__LISTING__
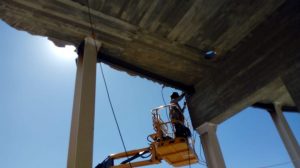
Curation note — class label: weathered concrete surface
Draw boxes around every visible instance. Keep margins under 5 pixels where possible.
[189,0,300,127]
[0,0,284,85]
[0,0,300,128]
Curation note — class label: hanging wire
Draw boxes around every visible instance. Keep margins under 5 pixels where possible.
[161,85,170,121]
[87,0,132,168]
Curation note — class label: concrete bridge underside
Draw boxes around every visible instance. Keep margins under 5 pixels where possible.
[0,0,300,167]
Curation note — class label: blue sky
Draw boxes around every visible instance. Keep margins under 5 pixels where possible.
[0,21,300,168]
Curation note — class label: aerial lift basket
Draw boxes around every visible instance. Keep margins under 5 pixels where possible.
[96,105,198,168]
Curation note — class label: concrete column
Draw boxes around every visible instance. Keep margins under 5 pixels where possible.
[270,103,300,168]
[67,37,100,168]
[197,123,226,168]
[282,66,300,111]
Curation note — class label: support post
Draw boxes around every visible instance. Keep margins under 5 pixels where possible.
[270,103,300,168]
[67,37,100,168]
[197,122,226,168]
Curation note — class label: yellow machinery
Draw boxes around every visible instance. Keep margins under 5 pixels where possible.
[96,105,198,168]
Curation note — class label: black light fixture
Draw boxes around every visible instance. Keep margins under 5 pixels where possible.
[204,50,217,59]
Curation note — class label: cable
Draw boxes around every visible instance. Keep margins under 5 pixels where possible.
[161,85,170,121]
[87,0,132,168]
[99,63,132,168]
[186,137,191,168]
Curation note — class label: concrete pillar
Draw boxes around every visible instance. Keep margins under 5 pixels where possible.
[270,103,300,168]
[197,123,226,168]
[67,37,100,168]
[282,66,300,111]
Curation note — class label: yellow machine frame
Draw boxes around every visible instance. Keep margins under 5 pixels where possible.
[96,105,198,168]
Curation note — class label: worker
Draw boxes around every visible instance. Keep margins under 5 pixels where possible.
[169,92,191,137]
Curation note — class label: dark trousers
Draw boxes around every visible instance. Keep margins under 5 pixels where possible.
[174,123,191,138]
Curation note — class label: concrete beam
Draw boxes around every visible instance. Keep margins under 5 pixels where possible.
[67,37,100,168]
[197,122,226,168]
[270,103,300,168]
[188,0,300,128]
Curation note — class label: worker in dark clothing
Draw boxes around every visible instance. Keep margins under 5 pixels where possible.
[170,92,191,137]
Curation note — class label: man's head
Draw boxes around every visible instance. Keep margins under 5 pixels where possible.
[171,92,179,99]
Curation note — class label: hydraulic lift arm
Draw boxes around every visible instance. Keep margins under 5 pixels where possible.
[96,145,161,168]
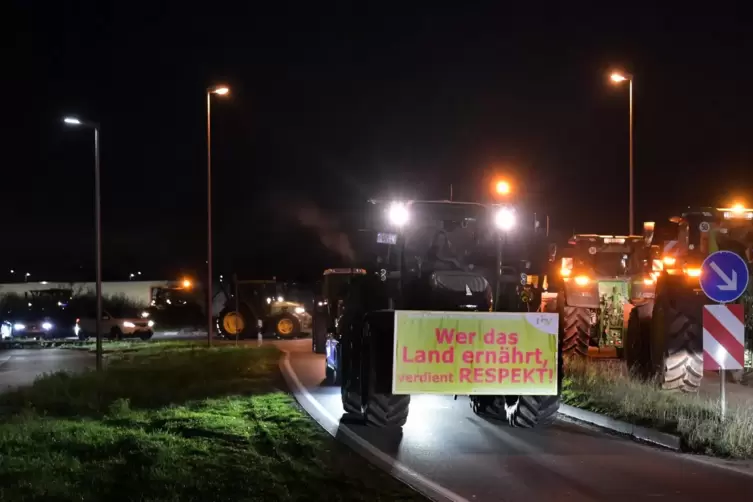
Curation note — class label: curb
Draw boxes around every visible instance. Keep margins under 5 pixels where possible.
[559,404,682,451]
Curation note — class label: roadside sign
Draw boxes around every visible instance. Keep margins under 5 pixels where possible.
[701,251,748,303]
[703,304,745,371]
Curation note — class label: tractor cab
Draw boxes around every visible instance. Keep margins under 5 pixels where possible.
[560,222,663,355]
[663,204,753,277]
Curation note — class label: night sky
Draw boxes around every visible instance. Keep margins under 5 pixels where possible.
[5,1,753,280]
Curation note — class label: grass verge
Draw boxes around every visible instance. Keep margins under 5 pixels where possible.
[562,359,753,459]
[0,344,424,502]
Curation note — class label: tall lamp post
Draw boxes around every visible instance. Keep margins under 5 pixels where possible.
[609,72,635,235]
[63,117,102,371]
[207,86,230,347]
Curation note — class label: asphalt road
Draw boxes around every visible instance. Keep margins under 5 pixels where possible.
[280,340,753,502]
[0,348,95,392]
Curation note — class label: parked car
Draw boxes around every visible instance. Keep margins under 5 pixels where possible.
[76,307,154,340]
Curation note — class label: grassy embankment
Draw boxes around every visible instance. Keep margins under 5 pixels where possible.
[0,343,423,502]
[563,359,753,459]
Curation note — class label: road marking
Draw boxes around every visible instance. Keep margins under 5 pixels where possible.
[282,350,470,502]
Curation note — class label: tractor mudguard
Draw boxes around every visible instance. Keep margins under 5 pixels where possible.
[564,281,601,309]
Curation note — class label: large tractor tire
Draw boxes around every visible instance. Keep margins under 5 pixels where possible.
[364,322,410,428]
[623,301,654,379]
[270,312,301,340]
[562,306,592,357]
[336,346,363,419]
[217,306,258,340]
[311,312,328,354]
[650,282,703,392]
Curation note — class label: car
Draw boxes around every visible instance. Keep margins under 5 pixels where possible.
[75,307,154,340]
[2,290,76,340]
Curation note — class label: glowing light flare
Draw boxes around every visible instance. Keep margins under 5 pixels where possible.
[387,202,410,227]
[575,275,591,286]
[494,207,515,231]
[494,180,512,195]
[685,267,701,277]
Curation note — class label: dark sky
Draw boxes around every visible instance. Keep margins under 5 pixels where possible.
[5,1,753,278]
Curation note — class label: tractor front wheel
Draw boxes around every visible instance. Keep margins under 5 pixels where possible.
[272,312,301,340]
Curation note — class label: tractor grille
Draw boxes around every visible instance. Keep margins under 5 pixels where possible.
[431,271,489,294]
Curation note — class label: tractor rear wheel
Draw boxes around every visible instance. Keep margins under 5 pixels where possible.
[650,288,703,392]
[623,301,654,378]
[562,306,592,357]
[364,322,410,427]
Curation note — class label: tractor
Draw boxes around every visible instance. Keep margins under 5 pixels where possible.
[626,205,753,392]
[558,226,663,357]
[324,201,562,428]
[217,279,312,339]
[311,268,366,354]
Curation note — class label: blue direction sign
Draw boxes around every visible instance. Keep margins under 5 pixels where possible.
[701,251,748,303]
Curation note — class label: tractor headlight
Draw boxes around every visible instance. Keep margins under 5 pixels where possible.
[387,202,410,227]
[494,207,516,232]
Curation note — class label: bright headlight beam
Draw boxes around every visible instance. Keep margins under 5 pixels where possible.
[387,202,410,227]
[494,207,515,232]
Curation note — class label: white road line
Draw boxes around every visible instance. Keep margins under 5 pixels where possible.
[281,350,470,502]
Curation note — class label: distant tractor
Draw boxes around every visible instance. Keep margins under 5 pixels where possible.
[217,280,312,339]
[315,200,562,428]
[627,205,753,392]
[557,223,663,356]
[311,268,366,354]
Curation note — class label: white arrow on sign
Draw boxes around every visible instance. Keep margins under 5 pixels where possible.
[711,261,737,291]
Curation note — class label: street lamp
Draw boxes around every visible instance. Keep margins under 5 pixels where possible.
[207,86,230,347]
[63,117,102,371]
[609,71,635,235]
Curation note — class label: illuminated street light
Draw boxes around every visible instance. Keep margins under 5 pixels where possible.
[63,116,102,371]
[207,85,230,347]
[495,180,510,195]
[609,71,635,235]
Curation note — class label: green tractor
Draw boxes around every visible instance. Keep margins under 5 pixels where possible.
[627,205,753,392]
[217,280,312,339]
[557,224,662,357]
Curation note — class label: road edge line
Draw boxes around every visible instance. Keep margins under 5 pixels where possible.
[559,403,682,451]
[280,350,470,502]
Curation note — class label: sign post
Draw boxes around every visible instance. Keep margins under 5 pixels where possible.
[700,251,748,419]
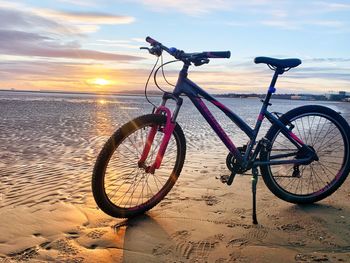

__TASK TO CARRY OUT__
Present every line of the material above as a Markdown table with the columns "Row" and "Line", numbering the rows in order and skipping any blank lines. Leave the pictures out of the table.

__EXERCISE SOLUTION__
| Row | Line |
|---|---|
| 1 | Curation note — class label: weathered concrete surface |
| 2 | Draw boxes around every visible instance. Keep margins under 5 pixels where possible. |
| 3 | [189,0,300,127] |
| 4 | [0,0,284,85] |
| 5 | [0,0,300,128] |
| 6 | Curation note — class label: hanging wire |
| 7 | Draw boxes around every visible instance. Keep margins under 5 pixels where possible. |
| 8 | [161,85,170,121] |
| 9 | [87,0,132,168] |
| 10 | Curation note — class label: concrete bridge underside |
| 11 | Draw boxes around every visible instance. Keep margins under 5 pixels where possible. |
| 12 | [0,0,300,167] |
| 13 | Curation note — class label: blue sky |
| 14 | Draw boxes around every visible instance. Keep margins under 5 pixels where possible. |
| 15 | [0,21,300,168] |
| 16 | Curation note — class label: aerial lift basket |
| 17 | Draw boxes around every visible instance. Keep margins under 5 pixels where possible. |
| 18 | [96,105,198,168] |
| 19 | Curation note — class label: concrete column |
| 20 | Draw boxes around every visible instance. Keep margins under 5 pixels where possible. |
| 21 | [270,103,300,168] |
| 22 | [67,37,100,168] |
| 23 | [197,123,226,168] |
| 24 | [282,66,300,111] |
| 25 | Curation note — class label: support post |
| 26 | Draw boxes around every visible instance. Keep margins under 5 pixels where possible. |
| 27 | [270,103,300,168] |
| 28 | [67,37,100,168] |
| 29 | [197,122,226,168] |
| 30 | Curation note — class label: yellow machinery |
| 31 | Draw boxes around every visible instance. Keep margins under 5 pixels where possible. |
| 32 | [96,105,198,168] |
| 33 | Curation note — class label: black light fixture |
| 34 | Draw boxes around every visible instance. Keep margins under 5 pixels where possible. |
| 35 | [204,50,217,59] |
| 36 | Curation note — class label: cable |
| 37 | Draw boxes around every visible instance. Keep margins under 5 pixels where possible. |
| 38 | [161,85,170,121] |
| 39 | [87,0,132,168] |
| 40 | [99,63,132,168] |
| 41 | [186,137,191,168] |
| 42 | Curation note — class label: concrete pillar |
| 43 | Draw boxes around every visible instance. Keep margins under 5 pixels where possible. |
| 44 | [270,103,300,168] |
| 45 | [197,123,226,168] |
| 46 | [67,37,100,168] |
| 47 | [282,66,300,111] |
| 48 | Curation note — class label: yellow machine frame |
| 49 | Draw boxes around every visible instance. Keep margins under 5 pixels where possible. |
| 50 | [96,105,198,168] |
| 51 | Curation note — class label: worker |
| 52 | Draw boxes around every visible instance. Keep margins under 5 pixels where possible. |
| 53 | [169,92,191,137] |
| 54 | Curation note — class label: dark trousers |
| 55 | Draw boxes around every visible instance. Keep margins under 5 pixels where possible. |
| 56 | [174,123,191,138] |
| 57 | Curation note — class label: concrete beam |
| 58 | Draw boxes around every visible instance. Keep margins under 5 pixels where possible. |
| 59 | [67,37,100,168] |
| 60 | [197,122,226,168] |
| 61 | [270,103,300,168] |
| 62 | [188,0,300,128] |
| 63 | Curation note — class label: worker in dark clothing |
| 64 | Draw boxes around every visible instance. Keep margins under 5 pixels where possible. |
| 65 | [170,92,191,137] |
| 66 | Curation note — class label: man's head |
| 67 | Draw boxes around every visible instance. Keep margins under 5 pixels where possible. |
| 68 | [171,92,179,99] |
| 69 | Curation note — class label: hydraulic lift arm |
| 70 | Draw boxes around every visible instance. Keep margins under 5 pixels where possible. |
| 71 | [96,145,161,168] |
| 72 | Curation note — class label: curb |
| 73 | Draw boxes around every visible instance. Keep margins under 5 pixels where possible. |
| 74 | [559,404,682,451] |
| 75 | Curation note — class label: roadside sign |
| 76 | Draw boxes around every visible instance. Keep margins under 5 pixels where possible. |
| 77 | [701,251,748,303] |
| 78 | [703,304,745,371] |
| 79 | Curation note — class label: tractor cab |
| 80 | Draw boxes around every visible instance. Keep margins under 5 pixels where possible. |
| 81 | [560,222,663,355] |
| 82 | [663,204,753,277] |
| 83 | Curation note — class label: night sky |
| 84 | Draw boxes around every visible instance. Keep margins under 5 pixels where possible. |
| 85 | [5,1,753,280] |
| 86 | Curation note — class label: grass verge |
| 87 | Draw boxes around every visible instance. Keep margins under 5 pixels where possible. |
| 88 | [562,359,753,459] |
| 89 | [0,344,424,502] |
| 90 | Curation note — class label: tall lamp post |
| 91 | Draw boxes around every visible instance. Keep margins under 5 pixels where possible. |
| 92 | [609,72,635,235] |
| 93 | [63,117,102,371] |
| 94 | [207,86,230,347] |
| 95 | Curation note — class label: asphalt road |
| 96 | Draw boxes around every visible instance. Keep margins under 5 pixels where possible. |
| 97 | [280,340,753,502] |
| 98 | [0,348,95,392] |
| 99 | Curation note — class label: parked car |
| 100 | Draw boxes around every visible instance. Keep margins under 5 pixels where possible. |
| 101 | [76,307,154,340] |
| 102 | Curation note — class label: grassy embankment |
| 103 | Draw boxes around every visible instance. Keep margins under 5 pixels where possible. |
| 104 | [0,343,423,502] |
| 105 | [563,359,753,459] |
| 106 | Curation note — class label: road marking |
| 107 | Draw boxes around every visible instance. Keep margins under 5 pixels where possible. |
| 108 | [282,350,470,502] |
| 109 | Curation note — class label: tractor mudguard |
| 110 | Draw boxes around every visible instance. Keep margins under 5 pixels where possible. |
| 111 | [564,281,601,309] |
| 112 | Curation note — class label: large tractor tire |
| 113 | Draw boxes around every visible instance. Keep margins under 5 pixels where possible. |
| 114 | [364,322,410,428] |
| 115 | [623,301,654,379] |
| 116 | [270,312,301,340] |
| 117 | [562,306,592,357] |
| 118 | [336,346,363,419] |
| 119 | [217,306,258,340] |
| 120 | [311,312,328,354] |
| 121 | [650,282,703,392] |
| 122 | Curation note — class label: car |
| 123 | Draw boxes around every visible instance. Keep margins under 5 pixels where possible. |
| 124 | [75,307,154,340] |
| 125 | [2,290,76,340] |
| 126 | Curation note — class label: glowing light flare |
| 127 | Draw boxes around every visible instance. Keep margins under 5 pixels where possible. |
| 128 | [387,202,410,227] |
| 129 | [575,275,591,286] |
| 130 | [494,207,515,231] |
| 131 | [494,180,512,195] |
| 132 | [685,267,701,277] |
| 133 | Curation note — class label: dark sky |
| 134 | Draw boxes around every visible instance. Keep margins under 5 pixels where possible. |
| 135 | [5,1,753,278] |
| 136 | Curation note — class label: tractor front wheel |
| 137 | Draw boxes around every visible instance. Keep margins under 5 pixels where possible. |
| 138 | [272,312,301,340] |
| 139 | Curation note — class label: tractor grille |
| 140 | Draw boxes around every visible instance. Keep margins under 5 pixels where possible. |
| 141 | [431,271,489,294] |
| 142 | Curation note — class label: tractor rear wheel |
| 143 | Draw boxes around every visible instance. Keep margins under 5 pixels where possible. |
| 144 | [650,288,703,392] |
| 145 | [623,301,654,378] |
| 146 | [562,306,592,357] |
| 147 | [364,322,410,427] |
| 148 | Curation note — class label: tractor |
| 149 | Draw boxes around every visible instance. Keep margins under 5 pixels where possible. |
| 150 | [626,205,753,392] |
| 151 | [558,226,663,357] |
| 152 | [324,201,562,428] |
| 153 | [217,279,312,339] |
| 154 | [311,268,366,354] |
| 155 | Curation note — class label: blue direction sign |
| 156 | Draw boxes around every visible instance. Keep margins under 5 pixels where possible. |
| 157 | [701,251,748,303] |
| 158 | Curation note — class label: tractor headlight |
| 159 | Draw boxes around every visible instance. Keep margins under 5 pixels where possible. |
| 160 | [387,202,410,227] |
| 161 | [494,207,516,232] |
| 162 | Curation note — class label: bright headlight beam |
| 163 | Draw boxes around every visible instance. Keep margins under 5 pixels where possible. |
| 164 | [387,202,410,227] |
| 165 | [494,207,515,232] |
| 166 | Curation note — class label: white road line |
| 167 | Draw boxes around every visible instance. Keep margins under 5 pixels where possible. |
| 168 | [281,350,470,502] |
| 169 | Curation note — class label: distant tractor |
| 170 | Draw boxes around every visible instance. Keep margins under 5 pixels where possible. |
| 171 | [217,280,312,339] |
| 172 | [315,200,562,428] |
| 173 | [627,205,753,392] |
| 174 | [557,223,663,356] |
| 175 | [311,268,366,354] |
| 176 | Curation note — class label: white arrow on sign |
| 177 | Draw boxes around every visible instance. Keep margins under 5 pixels where possible. |
| 178 | [711,261,737,291] |
| 179 | Curation note — class label: street lamp |
| 180 | Draw boxes around every visible instance. Keep margins under 5 pixels where possible. |
| 181 | [207,86,230,347] |
| 182 | [63,117,102,371] |
| 183 | [609,71,635,235] |
| 184 | Curation note — class label: illuminated street light |
| 185 | Draw boxes around every visible instance. Keep margins under 5 pixels where possible. |
| 186 | [63,116,102,371] |
| 187 | [207,85,230,347] |
| 188 | [495,180,510,195] |
| 189 | [609,71,635,235] |
| 190 | Curation note — class label: green tractor |
| 191 | Draw boxes around every visible instance. Keep margins under 5 pixels where possible. |
| 192 | [627,205,753,392] |
| 193 | [217,280,312,339] |
| 194 | [557,224,662,357] |
| 195 | Curation note — class label: road edge line |
| 196 | Draw boxes around every visible instance. Keep margins under 5 pixels where possible. |
| 197 | [559,403,682,451] |
| 198 | [280,350,470,502] |
| 199 | Curation note — class label: sign post |
| 200 | Draw boxes around every visible instance. Keep margins under 5 pixels where possible. |
| 201 | [700,251,748,419] |